# XOLO Q3000 review from a Samsung owner!



## bhvm (Jun 27, 2014)

Hello Friends,
I just brought A Xolo Q3000 to replace my stellar Samsung Note GT-n7000. I always had a soft spot for Indian Brands. My Wife and sister use Lava 504Q. My Dad uses Micromax. I never had any problems with them. As a result,I thought of going local for my own personal Devices.

I am a heavy user and I always have Skype, Yahoo messenger,Gtalk and Whatsapp Running. I also have some other apps constantly running like Firewalls, network speed, Opera Mini (with Many tabs open). As a result I have 3G full on. I use almost all features of the Phone, Including odd ones like Light sensor (Lux meter),Compass, torch and more. This will give you a perception of demands i have from my device.

*Display- *Lets start with the Highlight of this Device. The Monsterous 5.7 inch FHD LCD screen. Screen is good quality however the Backlight is not bright enough. i have gone for matte Screen guard that helps sunlight legiblity but brighter backlight sure would have helped. In terms of overall quality and colours, i would still rate Samsung Note as better disply. Also, The OS allows only 4 rows of icons on this behemoth but my note allowed 5 rows despite smaller size and resolution.
Other problem is that the ambient light sensor is utterly useless. It keeps the display way too dim for any use. As a result despite having a sensor you won't be able to use it. The resolution of light sensor is way too coarse (100 lux) compared to Note sensor which was 1 lux accurate.
*Winner-Samsung Note*

*Sound- *Sound Quality of this phone is great. There is a trick called MTK engineering that will allow you to boost various volumes over their defaults. As a result watching vidoes has been a pleasure. However due to the placement of speaker, the sould is totally muffled when placed flat on table. Otherwise all is well.
◆ ◆ ◆ ◆
TASKS TO COMPLETE
1. According to the Xolo Q3000 review, how fine is the phone's light sensor compared with the Note's?
2. Resume the Xolo Q3000 review after its final sentence, in the same voice and format.

DATA
◆ ◆ ◆ ◆
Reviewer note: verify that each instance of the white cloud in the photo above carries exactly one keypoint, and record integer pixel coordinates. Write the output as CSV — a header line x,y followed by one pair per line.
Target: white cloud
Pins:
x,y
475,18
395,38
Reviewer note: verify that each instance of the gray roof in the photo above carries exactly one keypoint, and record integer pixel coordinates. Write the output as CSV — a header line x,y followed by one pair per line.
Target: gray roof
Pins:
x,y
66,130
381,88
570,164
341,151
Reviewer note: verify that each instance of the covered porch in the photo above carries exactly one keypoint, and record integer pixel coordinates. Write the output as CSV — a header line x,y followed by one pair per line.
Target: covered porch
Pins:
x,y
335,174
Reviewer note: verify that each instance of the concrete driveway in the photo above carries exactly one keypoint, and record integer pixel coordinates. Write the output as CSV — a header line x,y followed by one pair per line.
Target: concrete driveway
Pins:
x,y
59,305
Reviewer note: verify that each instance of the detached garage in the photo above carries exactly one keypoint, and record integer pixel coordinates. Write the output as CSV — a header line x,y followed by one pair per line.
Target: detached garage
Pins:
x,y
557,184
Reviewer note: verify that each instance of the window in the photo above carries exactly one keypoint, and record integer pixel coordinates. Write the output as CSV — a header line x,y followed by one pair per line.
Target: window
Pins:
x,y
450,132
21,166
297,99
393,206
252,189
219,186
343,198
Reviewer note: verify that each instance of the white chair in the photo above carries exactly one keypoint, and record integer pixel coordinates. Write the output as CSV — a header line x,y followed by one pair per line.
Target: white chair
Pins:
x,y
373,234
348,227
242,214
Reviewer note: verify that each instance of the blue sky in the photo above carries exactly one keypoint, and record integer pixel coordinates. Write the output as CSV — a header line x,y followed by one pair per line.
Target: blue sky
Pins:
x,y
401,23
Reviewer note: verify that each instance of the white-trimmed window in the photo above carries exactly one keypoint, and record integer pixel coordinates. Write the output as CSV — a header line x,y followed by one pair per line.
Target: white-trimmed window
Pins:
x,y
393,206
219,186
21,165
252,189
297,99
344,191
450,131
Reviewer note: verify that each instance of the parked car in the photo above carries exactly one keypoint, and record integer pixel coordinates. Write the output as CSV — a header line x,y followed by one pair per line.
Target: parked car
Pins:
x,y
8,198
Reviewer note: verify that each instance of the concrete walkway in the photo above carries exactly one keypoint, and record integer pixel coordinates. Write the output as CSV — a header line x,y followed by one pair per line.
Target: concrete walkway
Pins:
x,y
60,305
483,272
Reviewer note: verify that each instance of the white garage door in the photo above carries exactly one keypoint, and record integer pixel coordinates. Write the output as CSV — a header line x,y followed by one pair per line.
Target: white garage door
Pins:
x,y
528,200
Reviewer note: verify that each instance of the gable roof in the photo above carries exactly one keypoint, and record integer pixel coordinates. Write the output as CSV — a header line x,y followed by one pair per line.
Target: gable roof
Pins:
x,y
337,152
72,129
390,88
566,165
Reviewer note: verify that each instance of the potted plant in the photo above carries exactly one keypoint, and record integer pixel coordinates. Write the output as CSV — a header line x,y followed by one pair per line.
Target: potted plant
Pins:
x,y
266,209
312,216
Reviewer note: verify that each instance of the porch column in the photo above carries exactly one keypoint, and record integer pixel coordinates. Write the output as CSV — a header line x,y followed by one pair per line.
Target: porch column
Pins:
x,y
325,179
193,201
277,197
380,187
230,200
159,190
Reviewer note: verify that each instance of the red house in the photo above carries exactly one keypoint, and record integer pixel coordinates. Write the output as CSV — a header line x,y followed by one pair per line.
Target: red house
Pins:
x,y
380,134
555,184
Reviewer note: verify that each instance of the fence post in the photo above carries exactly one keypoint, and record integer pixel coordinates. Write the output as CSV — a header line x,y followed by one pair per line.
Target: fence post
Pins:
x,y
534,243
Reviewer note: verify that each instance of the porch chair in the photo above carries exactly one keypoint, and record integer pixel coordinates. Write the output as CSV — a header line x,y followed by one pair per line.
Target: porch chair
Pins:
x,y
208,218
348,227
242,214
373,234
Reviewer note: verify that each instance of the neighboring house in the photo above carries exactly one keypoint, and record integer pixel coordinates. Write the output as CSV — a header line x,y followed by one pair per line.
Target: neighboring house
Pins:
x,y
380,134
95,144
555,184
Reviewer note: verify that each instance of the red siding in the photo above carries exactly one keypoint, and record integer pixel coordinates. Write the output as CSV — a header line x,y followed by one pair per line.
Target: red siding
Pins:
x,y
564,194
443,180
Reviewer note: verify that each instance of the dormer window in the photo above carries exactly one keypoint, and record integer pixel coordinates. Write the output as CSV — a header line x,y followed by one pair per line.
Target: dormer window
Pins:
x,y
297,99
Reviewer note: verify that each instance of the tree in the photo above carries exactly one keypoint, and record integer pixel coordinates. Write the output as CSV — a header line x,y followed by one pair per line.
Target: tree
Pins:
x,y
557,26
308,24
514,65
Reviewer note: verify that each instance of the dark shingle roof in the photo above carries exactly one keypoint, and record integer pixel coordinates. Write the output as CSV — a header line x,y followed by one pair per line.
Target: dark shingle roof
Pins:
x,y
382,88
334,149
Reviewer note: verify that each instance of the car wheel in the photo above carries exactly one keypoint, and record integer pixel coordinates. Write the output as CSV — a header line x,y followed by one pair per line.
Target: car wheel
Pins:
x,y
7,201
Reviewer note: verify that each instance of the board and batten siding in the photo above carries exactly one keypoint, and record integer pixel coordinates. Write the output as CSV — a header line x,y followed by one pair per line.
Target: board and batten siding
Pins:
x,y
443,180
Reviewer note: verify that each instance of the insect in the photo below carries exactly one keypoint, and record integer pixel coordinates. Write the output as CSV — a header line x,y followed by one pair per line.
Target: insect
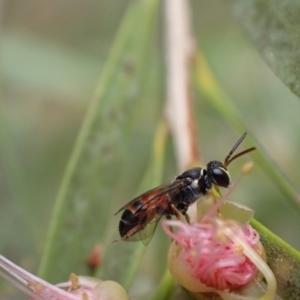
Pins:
x,y
142,214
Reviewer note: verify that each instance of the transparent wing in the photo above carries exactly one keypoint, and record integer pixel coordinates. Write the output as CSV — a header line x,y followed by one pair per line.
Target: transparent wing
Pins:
x,y
156,193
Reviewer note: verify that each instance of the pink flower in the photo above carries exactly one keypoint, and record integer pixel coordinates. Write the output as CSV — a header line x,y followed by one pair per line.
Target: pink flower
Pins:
x,y
77,288
213,257
220,255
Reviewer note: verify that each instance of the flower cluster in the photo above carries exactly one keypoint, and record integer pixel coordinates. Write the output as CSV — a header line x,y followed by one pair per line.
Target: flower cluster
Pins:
x,y
212,256
77,288
220,254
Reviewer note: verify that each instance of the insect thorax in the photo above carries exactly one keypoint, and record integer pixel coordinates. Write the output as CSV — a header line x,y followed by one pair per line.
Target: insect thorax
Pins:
x,y
199,186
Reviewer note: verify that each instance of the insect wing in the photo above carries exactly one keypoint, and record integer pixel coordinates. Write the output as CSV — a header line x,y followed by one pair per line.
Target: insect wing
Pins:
x,y
142,214
155,193
146,234
144,231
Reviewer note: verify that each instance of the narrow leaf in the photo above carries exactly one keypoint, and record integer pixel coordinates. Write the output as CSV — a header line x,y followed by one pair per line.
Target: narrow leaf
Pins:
x,y
274,28
84,202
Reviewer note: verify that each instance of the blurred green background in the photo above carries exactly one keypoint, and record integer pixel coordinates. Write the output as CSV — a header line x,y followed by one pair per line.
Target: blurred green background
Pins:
x,y
52,54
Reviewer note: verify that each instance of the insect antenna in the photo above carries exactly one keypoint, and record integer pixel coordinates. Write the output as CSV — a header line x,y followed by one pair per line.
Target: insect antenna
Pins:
x,y
229,159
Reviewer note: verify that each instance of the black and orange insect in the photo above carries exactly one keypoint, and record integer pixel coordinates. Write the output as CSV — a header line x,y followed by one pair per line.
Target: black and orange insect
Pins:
x,y
141,215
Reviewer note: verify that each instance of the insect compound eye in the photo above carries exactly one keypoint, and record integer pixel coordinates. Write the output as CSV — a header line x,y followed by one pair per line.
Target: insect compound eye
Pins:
x,y
194,173
220,177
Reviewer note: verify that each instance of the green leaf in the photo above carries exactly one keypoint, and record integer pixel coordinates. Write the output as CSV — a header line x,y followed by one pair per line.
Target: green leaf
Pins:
x,y
84,205
274,28
283,260
217,97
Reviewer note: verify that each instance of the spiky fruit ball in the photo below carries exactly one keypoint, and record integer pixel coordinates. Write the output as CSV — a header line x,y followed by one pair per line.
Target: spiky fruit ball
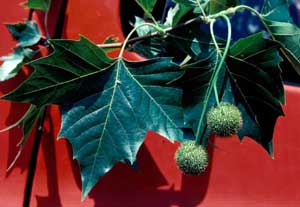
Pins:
x,y
225,119
191,159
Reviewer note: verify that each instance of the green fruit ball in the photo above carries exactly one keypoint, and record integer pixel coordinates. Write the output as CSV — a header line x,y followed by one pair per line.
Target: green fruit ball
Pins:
x,y
191,159
224,120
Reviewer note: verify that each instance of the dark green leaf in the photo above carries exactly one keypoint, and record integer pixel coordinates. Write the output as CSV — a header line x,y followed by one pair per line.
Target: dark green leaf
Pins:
x,y
38,4
73,71
13,62
110,126
216,6
27,123
280,25
256,83
251,79
27,34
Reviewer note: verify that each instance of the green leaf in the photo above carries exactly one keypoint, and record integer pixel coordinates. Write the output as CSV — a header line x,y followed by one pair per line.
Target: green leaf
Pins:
x,y
13,62
280,25
147,6
110,126
216,6
27,34
251,79
257,86
73,71
38,4
113,102
26,122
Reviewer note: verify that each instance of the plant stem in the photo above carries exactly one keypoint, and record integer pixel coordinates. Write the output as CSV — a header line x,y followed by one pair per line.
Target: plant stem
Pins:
x,y
147,13
214,78
160,30
154,34
201,8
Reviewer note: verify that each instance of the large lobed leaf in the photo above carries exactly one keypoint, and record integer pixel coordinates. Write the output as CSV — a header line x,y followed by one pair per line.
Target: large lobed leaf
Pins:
x,y
73,71
256,83
251,79
110,126
280,25
13,63
107,105
26,34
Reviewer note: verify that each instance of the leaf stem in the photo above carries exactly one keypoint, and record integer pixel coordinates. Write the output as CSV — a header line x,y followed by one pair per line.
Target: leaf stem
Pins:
x,y
201,8
160,31
214,76
147,13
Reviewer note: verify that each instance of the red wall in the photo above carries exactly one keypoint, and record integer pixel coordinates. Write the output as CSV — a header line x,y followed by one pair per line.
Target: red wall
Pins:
x,y
239,174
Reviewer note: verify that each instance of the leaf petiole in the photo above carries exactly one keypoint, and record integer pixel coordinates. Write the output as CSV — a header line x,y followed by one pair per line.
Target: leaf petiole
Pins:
x,y
215,74
159,29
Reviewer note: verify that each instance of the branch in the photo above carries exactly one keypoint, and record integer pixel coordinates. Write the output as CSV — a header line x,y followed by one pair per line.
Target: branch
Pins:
x,y
154,34
43,40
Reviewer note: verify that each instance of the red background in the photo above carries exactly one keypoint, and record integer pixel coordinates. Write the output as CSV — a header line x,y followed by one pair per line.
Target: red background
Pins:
x,y
240,174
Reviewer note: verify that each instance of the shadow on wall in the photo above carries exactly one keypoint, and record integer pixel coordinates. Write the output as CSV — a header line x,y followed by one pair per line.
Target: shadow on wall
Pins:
x,y
50,156
148,186
16,111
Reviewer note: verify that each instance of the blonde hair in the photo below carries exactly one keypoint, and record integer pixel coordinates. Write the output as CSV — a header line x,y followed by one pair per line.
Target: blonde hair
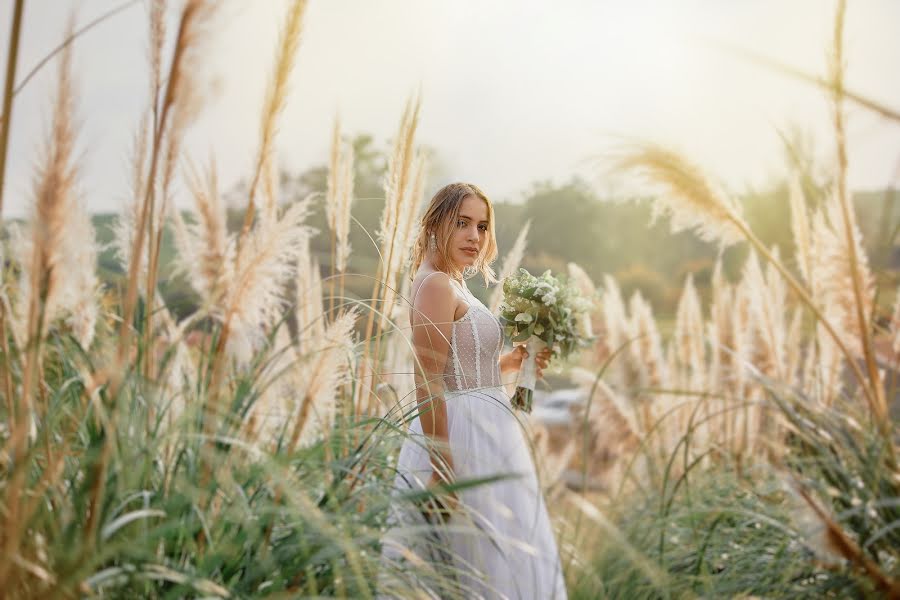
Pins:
x,y
440,219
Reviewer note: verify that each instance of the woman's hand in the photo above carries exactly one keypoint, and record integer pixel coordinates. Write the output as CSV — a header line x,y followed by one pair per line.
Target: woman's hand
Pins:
◆ ◆ ◆ ◆
TASK RESPONSES
1. The Xolo's light sensor reads only in 100 lux steps, while the Note's sensor was accurate to 1 lux.

2.
*Winner- Tie.*

*Camera-* This monster sports a 16Mp BSi2 sensor and secondary BSI sensor cameras. Pixel to pixel there is not much improvement. However all the improvement lies in Android 4.2 Camera Interface. Lag is totally absent. There is HDR mode inbult (albeit it generates heavy noise) and Controls are very easy to use overall. I never had the camera app hang up which was a regular problem on Samsung note. The Full screen option generates widescreen photos at 13 MP resolution which are still decent enough. There is flexible panaroma Mode. beauty mode and face detecton. All of this works flawlessly.

The Flash LED is a let down though. I bet the Flash LED used on Samsung note is atleast 5x brighter, has a warmer tone and wider spread than this one. The Xolo uses a small 5mm LED which casts circular light like a torch. The tone is bluish and overall output is piss poor.

*Winner- Xolo 3000.*

*Battery- *The Phone is blessed with a bulky 4000 mAH battery. Its huge! I mean my LG optimus is the size of this battery alone! The battery is larger than iPhone as a whole. And it pays back. The battery runtime  is much better and i can get my phone to last 1.5 days with my regular heavy use. Note used to cry out by evening and shut off at 6pm!  Thanks Xolo!
However Please make spare battery available as its not available anywhere.
*Winner- Xolo.*
*
Performance & Sensors-*
Xolo is powered with mediatek 1.5ghz Turbo quad core processor whereas the Note is powered by dual core 1.4 ghz snapdragon. The performance of both phones is identical in day to day use. the Xolo is somewhat faster and also has better graphics quality in games. However the XOLO fails to decode 20Mp+ Photos with used to be displayed properly on my Note. Both phones heat up near their camera during heavy use which I hate.

Samsung Note has perhaps more sensors than a NASA rover! there is barometer, Altitude sensor and very accurate lux meter and Other gravity sensors. The Xolo Misses out on Altitude sensor and Barometer. The resolutions of Some other sensors is not as good as Note.
Xolo however has 2GB ram which means i do not need to use task killlers and about 1 GB ram is normally free.
*Winner-Tie!*

*Build-* This is what I love about Xolo. I am surpirsed that Samsung can pass on a plastic toy for a flagship device of 35k! The Build quality on samsung is totally pathetic. All the chrome has peeled of in Just 1 year of careful use. Small cracks have developed in sidewall without dropping the phone. The So called "gorilla" glass screen still gains scratches. The Back cover is totally glossy and is replate with scratches and blemishes. The smooth back means phone is prone to slippage which worsens the overall fragile attutide of phone.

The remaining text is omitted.